§ **AIM**: Reproduce each of the entries below word for word.

§ **DATASET CONTENT**:

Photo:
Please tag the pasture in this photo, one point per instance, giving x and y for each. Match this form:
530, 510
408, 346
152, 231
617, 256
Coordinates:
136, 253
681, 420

§ **ANSWER FOR THE TASK**:
Photo:
Please tag the pasture in this photo, one point per instance, giving x and y for each. Match this form:
530, 510
408, 346
152, 231
617, 256
Coordinates:
136, 253
681, 420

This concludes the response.